• YOUR TASK: Format the material below as a JSON list of strings, one string per line and no blank lines, covering everything from the line containing "point_to SHOULD place one pin on every instance of the woman" down to the line containing "point_to SHOULD place one pin on every instance of the dark", both included.

START PROVIDED RECORDS

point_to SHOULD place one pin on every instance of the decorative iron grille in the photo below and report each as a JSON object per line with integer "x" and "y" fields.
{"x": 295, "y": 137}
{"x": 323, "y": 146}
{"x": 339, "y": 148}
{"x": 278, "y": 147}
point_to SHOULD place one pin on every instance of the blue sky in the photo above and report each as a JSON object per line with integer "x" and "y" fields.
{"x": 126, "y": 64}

END PROVIDED RECORDS
START PROVIDED RECORDS

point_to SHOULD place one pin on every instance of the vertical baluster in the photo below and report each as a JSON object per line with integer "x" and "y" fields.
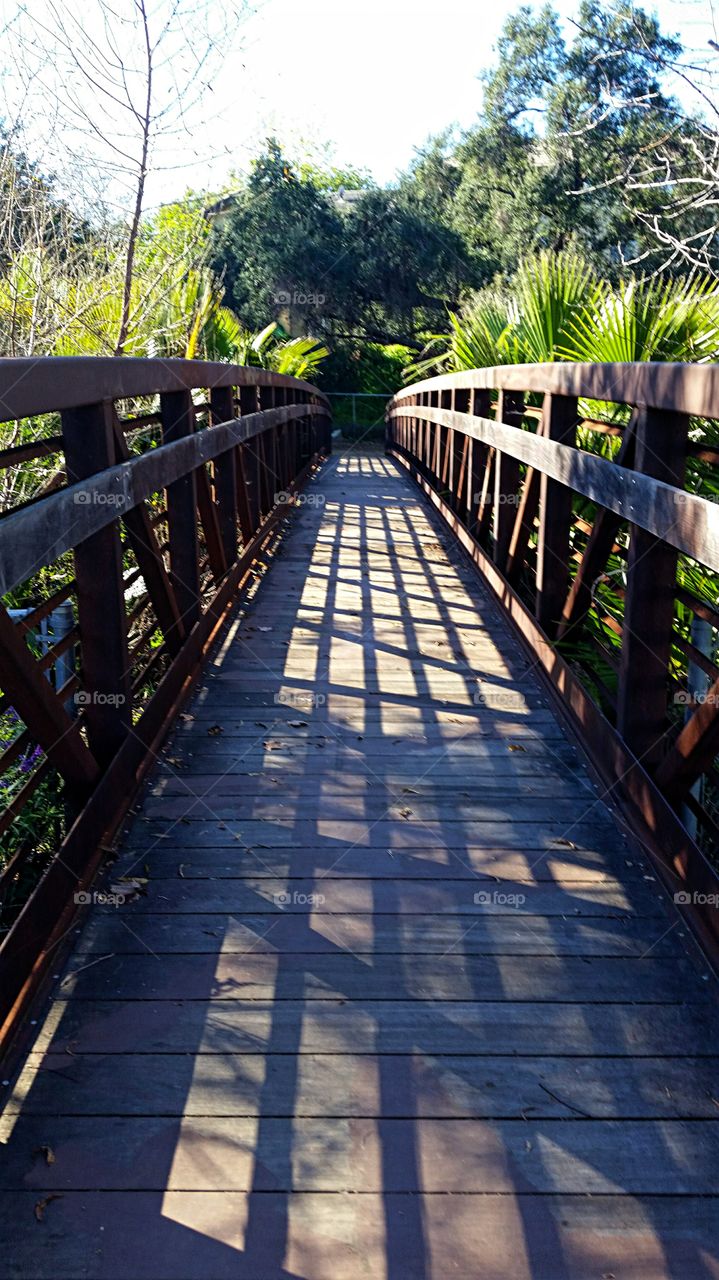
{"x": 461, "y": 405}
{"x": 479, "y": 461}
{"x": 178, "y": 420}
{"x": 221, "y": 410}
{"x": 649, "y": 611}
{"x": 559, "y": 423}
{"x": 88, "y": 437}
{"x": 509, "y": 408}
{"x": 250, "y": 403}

END PROVIDED RECORDS
START PROVIDED RECORDS

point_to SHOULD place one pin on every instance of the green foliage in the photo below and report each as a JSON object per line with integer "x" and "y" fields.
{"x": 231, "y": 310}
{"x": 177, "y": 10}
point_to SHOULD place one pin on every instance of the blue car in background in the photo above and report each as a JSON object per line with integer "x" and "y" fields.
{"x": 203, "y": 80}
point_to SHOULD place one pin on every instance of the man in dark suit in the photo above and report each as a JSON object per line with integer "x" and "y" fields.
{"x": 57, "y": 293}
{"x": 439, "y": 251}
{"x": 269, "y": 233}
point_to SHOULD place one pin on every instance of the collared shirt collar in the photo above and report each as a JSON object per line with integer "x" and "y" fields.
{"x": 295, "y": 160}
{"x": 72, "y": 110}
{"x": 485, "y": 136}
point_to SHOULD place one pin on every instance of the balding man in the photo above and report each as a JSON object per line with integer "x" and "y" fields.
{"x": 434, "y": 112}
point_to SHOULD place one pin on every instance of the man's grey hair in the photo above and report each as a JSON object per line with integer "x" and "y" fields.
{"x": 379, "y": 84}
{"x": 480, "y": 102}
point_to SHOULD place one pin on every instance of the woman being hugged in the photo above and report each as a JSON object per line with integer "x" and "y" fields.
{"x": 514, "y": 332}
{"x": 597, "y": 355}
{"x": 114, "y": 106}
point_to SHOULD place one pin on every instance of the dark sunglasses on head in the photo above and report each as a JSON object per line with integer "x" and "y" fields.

END PROVIDED RECORDS

• TASK RESULT:
[
  "point_to SHOULD place one pin on every instance of the woman being hugged in the photo above and report each as a JSON object per line with integer \"x\" and \"y\" fields.",
  "{\"x\": 514, \"y\": 332}",
  "{\"x\": 597, \"y\": 355}",
  "{\"x\": 114, \"y\": 106}",
  "point_to SHOULD place one pin on every instance of the dark sunglasses on head in the photo above and report each as a JSON object per line with integer \"x\" and \"y\" fields."
]